Raw data:
==*==

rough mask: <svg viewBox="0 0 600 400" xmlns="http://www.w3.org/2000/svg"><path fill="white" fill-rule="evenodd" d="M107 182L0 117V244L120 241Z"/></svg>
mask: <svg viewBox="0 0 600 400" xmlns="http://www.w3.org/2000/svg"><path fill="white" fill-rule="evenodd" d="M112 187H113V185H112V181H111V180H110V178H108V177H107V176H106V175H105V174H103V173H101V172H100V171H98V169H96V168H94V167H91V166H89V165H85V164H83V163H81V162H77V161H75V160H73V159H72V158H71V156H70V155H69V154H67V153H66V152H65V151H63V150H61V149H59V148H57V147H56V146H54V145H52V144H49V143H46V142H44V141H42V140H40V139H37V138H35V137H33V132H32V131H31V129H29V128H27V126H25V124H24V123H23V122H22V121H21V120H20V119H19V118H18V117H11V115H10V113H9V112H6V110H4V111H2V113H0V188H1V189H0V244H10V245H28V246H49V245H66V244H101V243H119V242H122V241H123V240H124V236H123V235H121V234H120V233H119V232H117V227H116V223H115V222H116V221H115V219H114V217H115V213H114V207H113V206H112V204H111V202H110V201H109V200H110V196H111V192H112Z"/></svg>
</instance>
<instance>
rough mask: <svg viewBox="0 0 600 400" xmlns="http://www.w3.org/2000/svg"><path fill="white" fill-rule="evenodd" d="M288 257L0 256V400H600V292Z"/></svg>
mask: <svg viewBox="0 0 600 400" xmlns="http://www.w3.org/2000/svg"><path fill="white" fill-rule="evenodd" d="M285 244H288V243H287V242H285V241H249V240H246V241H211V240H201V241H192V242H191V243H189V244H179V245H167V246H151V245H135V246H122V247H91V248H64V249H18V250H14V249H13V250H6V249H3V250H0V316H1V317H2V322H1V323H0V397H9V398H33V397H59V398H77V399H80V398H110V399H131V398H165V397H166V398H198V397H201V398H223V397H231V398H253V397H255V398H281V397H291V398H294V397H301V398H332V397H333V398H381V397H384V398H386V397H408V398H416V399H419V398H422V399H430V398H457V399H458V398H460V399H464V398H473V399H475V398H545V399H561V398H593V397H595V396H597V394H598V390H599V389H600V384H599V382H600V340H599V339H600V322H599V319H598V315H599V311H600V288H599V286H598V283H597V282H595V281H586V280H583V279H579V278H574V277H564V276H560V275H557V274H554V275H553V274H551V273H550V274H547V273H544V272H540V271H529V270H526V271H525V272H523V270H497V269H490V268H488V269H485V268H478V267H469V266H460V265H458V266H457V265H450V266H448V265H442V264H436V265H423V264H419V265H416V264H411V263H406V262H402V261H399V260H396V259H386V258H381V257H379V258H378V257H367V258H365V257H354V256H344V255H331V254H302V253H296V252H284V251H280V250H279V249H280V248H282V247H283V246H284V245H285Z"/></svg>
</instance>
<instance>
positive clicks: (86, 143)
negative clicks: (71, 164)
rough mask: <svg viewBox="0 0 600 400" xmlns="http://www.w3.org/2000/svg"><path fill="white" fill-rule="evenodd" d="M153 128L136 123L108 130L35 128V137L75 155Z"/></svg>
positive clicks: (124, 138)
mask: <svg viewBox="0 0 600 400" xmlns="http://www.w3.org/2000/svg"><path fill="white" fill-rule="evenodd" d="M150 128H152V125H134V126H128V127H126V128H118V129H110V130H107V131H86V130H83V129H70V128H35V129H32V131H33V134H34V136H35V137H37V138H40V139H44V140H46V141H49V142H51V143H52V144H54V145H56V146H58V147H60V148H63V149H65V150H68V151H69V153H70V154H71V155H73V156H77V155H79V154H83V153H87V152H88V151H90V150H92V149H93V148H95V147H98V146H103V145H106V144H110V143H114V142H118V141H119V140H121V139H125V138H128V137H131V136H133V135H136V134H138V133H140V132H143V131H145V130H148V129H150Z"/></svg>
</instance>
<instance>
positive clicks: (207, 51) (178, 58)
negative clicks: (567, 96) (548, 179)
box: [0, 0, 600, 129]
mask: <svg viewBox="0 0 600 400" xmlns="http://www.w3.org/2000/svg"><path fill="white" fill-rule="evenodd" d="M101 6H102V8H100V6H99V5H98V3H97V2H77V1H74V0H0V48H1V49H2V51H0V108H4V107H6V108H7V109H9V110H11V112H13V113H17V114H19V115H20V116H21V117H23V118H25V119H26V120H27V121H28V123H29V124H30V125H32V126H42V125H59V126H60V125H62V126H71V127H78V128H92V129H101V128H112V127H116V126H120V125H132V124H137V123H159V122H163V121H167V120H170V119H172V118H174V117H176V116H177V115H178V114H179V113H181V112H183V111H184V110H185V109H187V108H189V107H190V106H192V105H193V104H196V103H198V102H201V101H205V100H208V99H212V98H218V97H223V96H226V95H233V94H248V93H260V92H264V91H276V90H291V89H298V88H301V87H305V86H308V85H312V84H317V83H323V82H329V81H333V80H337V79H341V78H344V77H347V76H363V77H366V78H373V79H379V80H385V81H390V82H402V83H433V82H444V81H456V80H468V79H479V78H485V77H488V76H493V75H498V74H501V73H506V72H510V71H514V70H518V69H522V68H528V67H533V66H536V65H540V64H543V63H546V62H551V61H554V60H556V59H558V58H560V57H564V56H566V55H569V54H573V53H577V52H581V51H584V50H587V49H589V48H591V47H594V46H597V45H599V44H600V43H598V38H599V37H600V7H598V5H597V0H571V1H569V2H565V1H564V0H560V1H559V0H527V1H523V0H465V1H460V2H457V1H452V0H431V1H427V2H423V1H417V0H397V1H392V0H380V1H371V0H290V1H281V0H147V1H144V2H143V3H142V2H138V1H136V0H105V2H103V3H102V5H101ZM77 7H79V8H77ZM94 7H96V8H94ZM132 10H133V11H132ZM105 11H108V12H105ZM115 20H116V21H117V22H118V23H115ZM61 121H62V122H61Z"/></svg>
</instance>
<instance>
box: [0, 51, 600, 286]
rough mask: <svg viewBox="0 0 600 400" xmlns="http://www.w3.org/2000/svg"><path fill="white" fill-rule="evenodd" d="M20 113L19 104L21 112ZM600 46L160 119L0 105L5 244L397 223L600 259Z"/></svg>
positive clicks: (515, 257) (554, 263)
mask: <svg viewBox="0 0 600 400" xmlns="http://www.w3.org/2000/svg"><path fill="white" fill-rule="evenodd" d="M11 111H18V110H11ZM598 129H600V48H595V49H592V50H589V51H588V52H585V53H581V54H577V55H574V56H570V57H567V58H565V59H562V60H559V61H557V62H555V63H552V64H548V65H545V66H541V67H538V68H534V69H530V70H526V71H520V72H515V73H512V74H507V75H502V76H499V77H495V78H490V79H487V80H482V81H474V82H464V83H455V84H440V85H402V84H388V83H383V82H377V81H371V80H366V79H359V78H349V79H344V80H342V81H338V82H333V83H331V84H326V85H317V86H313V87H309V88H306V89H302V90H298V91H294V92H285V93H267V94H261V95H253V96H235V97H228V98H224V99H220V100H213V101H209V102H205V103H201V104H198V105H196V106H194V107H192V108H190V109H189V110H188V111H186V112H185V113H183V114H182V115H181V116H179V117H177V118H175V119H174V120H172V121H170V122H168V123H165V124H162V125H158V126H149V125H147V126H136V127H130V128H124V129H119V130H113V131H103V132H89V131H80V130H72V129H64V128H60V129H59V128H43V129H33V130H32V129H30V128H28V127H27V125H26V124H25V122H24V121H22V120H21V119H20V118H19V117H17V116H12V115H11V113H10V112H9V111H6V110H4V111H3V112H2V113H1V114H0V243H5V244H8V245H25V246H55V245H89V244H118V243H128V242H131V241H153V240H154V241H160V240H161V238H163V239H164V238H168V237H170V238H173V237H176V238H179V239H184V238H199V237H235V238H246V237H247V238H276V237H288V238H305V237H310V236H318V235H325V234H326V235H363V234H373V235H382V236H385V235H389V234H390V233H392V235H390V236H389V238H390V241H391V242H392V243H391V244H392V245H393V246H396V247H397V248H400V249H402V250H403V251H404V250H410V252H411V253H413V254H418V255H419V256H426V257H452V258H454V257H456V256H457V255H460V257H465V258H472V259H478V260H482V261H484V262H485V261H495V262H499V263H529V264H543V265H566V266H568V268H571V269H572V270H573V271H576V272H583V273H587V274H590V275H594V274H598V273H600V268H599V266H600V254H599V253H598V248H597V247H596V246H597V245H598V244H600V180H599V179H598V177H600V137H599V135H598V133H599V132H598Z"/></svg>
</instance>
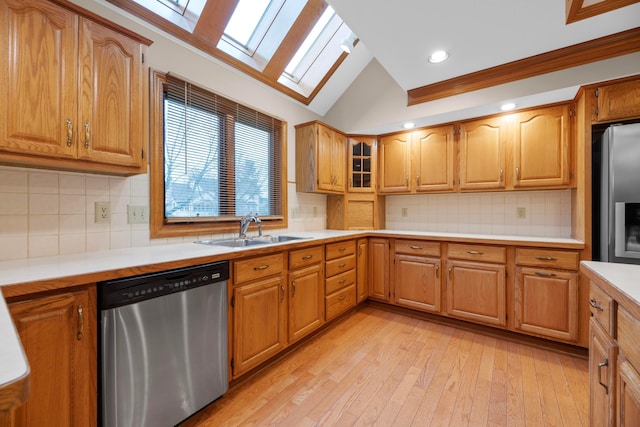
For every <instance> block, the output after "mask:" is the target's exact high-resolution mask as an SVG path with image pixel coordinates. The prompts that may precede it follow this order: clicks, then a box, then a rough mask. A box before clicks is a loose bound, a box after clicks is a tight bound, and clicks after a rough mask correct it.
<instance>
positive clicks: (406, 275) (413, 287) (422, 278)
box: [393, 240, 442, 313]
mask: <svg viewBox="0 0 640 427" xmlns="http://www.w3.org/2000/svg"><path fill="white" fill-rule="evenodd" d="M394 271H395V272H394V282H393V297H394V302H395V303H396V304H398V305H403V306H406V307H410V308H415V309H418V310H423V311H430V312H435V313H439V312H440V311H441V304H442V296H441V288H442V287H441V284H440V283H441V282H440V277H441V276H440V243H436V242H424V241H419V240H396V241H395V244H394Z"/></svg>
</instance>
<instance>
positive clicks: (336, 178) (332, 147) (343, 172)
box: [331, 132, 347, 193]
mask: <svg viewBox="0 0 640 427" xmlns="http://www.w3.org/2000/svg"><path fill="white" fill-rule="evenodd" d="M331 156H332V157H331V169H332V173H333V186H332V190H333V191H339V192H341V193H344V191H345V189H346V188H347V187H346V181H347V176H346V174H347V172H346V169H347V137H346V136H344V135H342V134H341V133H338V132H333V139H332V151H331Z"/></svg>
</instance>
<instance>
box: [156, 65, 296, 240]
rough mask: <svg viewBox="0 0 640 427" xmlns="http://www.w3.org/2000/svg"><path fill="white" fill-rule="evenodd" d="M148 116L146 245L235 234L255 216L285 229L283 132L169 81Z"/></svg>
mask: <svg viewBox="0 0 640 427" xmlns="http://www.w3.org/2000/svg"><path fill="white" fill-rule="evenodd" d="M154 80H157V82H156V85H155V86H157V87H156V88H154V90H153V93H154V94H155V96H154V98H156V99H154V100H152V108H153V109H155V110H156V111H154V113H153V114H152V117H154V118H155V119H154V120H152V132H153V135H152V145H153V146H152V153H153V157H152V163H151V168H152V169H151V180H152V185H151V188H152V190H151V206H152V216H151V230H152V237H162V236H177V235H186V234H210V233H216V232H221V231H229V230H234V231H235V230H237V228H238V221H239V219H240V217H242V216H244V215H247V214H249V213H257V214H258V215H259V216H260V217H261V219H262V220H263V225H264V226H265V227H266V228H269V225H270V224H271V225H272V226H273V227H272V228H276V227H286V217H285V215H284V212H286V209H285V208H284V201H285V200H286V194H285V188H284V185H285V184H286V176H284V171H283V166H282V163H283V159H284V158H285V156H284V152H285V151H284V147H285V141H283V126H284V124H283V123H282V122H281V121H280V120H278V119H276V118H274V117H271V116H269V115H267V114H264V113H262V112H259V111H256V110H255V109H252V108H250V107H247V106H244V105H241V104H238V103H237V102H235V101H231V100H229V99H226V98H224V97H221V96H219V95H217V94H215V93H212V92H209V91H207V90H205V89H202V88H199V87H197V86H195V85H193V84H191V83H189V82H186V81H184V80H182V79H179V78H176V77H174V76H170V75H167V76H165V75H161V74H157V75H156V76H155V78H154Z"/></svg>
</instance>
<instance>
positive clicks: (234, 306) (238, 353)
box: [233, 277, 287, 377]
mask: <svg viewBox="0 0 640 427" xmlns="http://www.w3.org/2000/svg"><path fill="white" fill-rule="evenodd" d="M233 301H234V303H233V306H234V308H233V348H234V351H233V375H234V377H237V376H239V375H240V374H242V373H244V372H247V371H248V370H249V369H251V368H254V367H255V366H257V365H259V364H260V363H261V362H264V361H265V360H267V359H268V358H269V357H271V356H273V355H274V354H276V353H278V352H279V351H280V350H282V349H284V348H285V347H286V345H287V318H286V316H287V293H286V292H285V283H284V279H283V278H282V277H272V278H270V279H263V280H261V281H258V282H256V283H254V284H251V285H244V286H239V287H236V288H234V290H233Z"/></svg>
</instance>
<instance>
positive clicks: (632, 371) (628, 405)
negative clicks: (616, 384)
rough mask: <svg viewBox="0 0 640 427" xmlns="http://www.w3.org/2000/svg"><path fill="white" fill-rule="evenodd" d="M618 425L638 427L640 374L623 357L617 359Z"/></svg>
mask: <svg viewBox="0 0 640 427" xmlns="http://www.w3.org/2000/svg"><path fill="white" fill-rule="evenodd" d="M617 397H618V403H617V405H618V409H617V413H616V415H617V417H618V425H619V426H622V427H637V426H640V374H638V372H637V371H636V370H635V368H634V367H633V365H632V364H631V363H629V361H628V360H627V359H625V358H624V357H622V356H621V357H620V358H619V359H618V396H617Z"/></svg>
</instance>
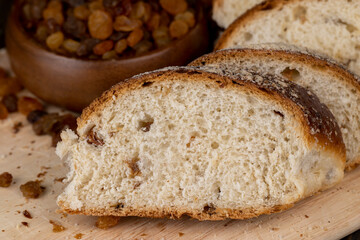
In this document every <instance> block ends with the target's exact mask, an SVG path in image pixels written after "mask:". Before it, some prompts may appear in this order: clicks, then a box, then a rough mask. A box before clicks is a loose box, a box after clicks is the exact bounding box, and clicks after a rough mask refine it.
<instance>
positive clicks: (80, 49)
mask: <svg viewBox="0 0 360 240" xmlns="http://www.w3.org/2000/svg"><path fill="white" fill-rule="evenodd" d="M99 42H100V40H99V39H95V38H87V39H85V40H83V41H82V42H81V43H80V46H79V47H78V49H77V50H76V54H77V55H78V56H79V57H84V56H87V55H89V54H91V53H92V51H93V48H94V47H95V45H96V44H98V43H99Z"/></svg>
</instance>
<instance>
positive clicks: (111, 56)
mask: <svg viewBox="0 0 360 240" xmlns="http://www.w3.org/2000/svg"><path fill="white" fill-rule="evenodd" d="M116 57H117V54H116V52H115V51H114V50H112V51H108V52H106V53H104V54H103V55H102V59H104V60H108V59H114V58H116Z"/></svg>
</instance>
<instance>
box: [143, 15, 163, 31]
mask: <svg viewBox="0 0 360 240" xmlns="http://www.w3.org/2000/svg"><path fill="white" fill-rule="evenodd" d="M146 26H147V28H148V29H149V30H150V31H154V30H156V29H157V28H158V27H159V26H160V14H158V13H155V14H153V15H152V17H151V18H150V20H149V21H148V22H147V23H146Z"/></svg>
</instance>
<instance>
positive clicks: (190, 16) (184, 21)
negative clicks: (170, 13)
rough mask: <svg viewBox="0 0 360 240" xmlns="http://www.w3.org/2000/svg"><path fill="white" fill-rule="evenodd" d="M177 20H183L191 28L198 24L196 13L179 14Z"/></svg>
mask: <svg viewBox="0 0 360 240" xmlns="http://www.w3.org/2000/svg"><path fill="white" fill-rule="evenodd" d="M175 20H183V21H184V22H186V24H187V25H188V26H189V27H190V28H192V27H194V26H195V22H196V21H195V15H194V13H192V12H190V11H186V12H184V13H179V14H177V15H176V16H175Z"/></svg>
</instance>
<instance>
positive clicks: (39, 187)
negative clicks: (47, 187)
mask: <svg viewBox="0 0 360 240" xmlns="http://www.w3.org/2000/svg"><path fill="white" fill-rule="evenodd" d="M44 190H45V187H43V186H41V185H40V181H29V182H27V183H25V184H23V185H21V186H20V191H21V192H22V194H23V196H24V197H26V198H38V197H39V196H40V194H41V193H42V192H44Z"/></svg>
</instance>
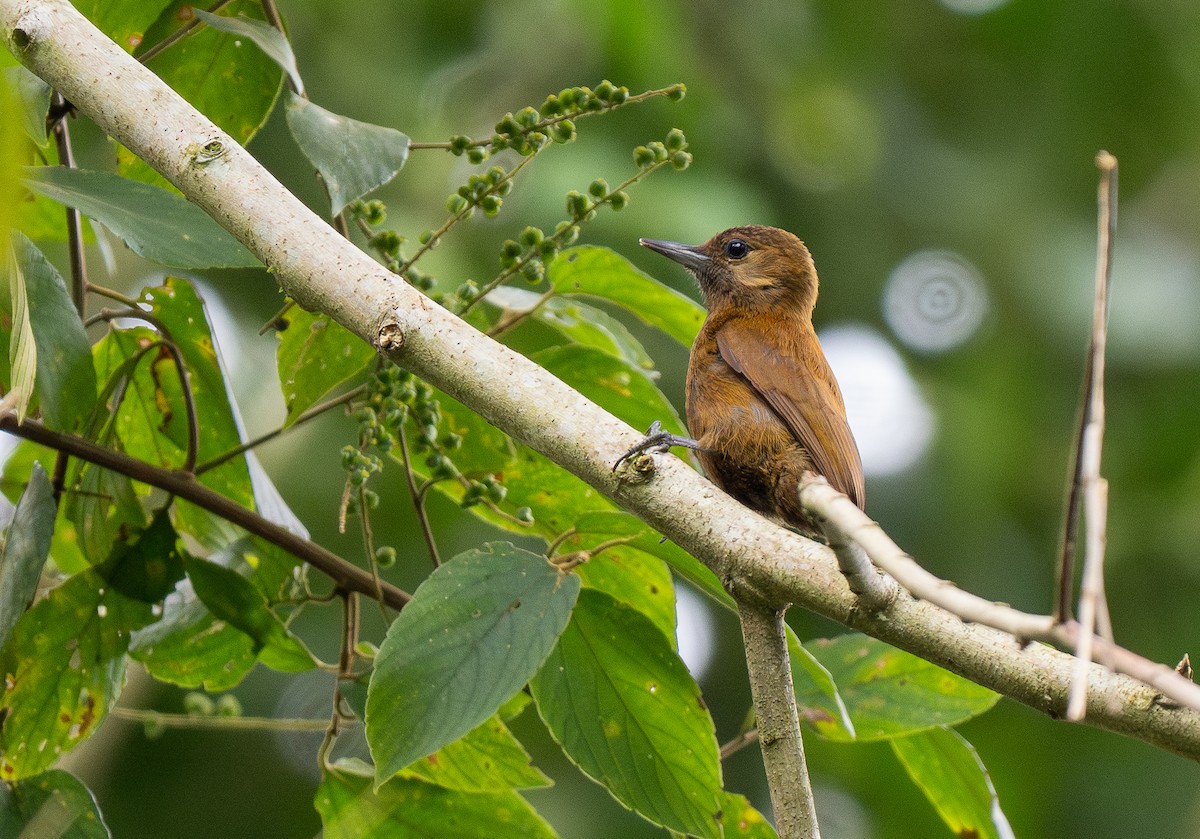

==*==

Job: Count the lines in the entries that contain the string "negative", with uppercase and lowercase treated as different, and give only the number.

Answer for this exercise: 5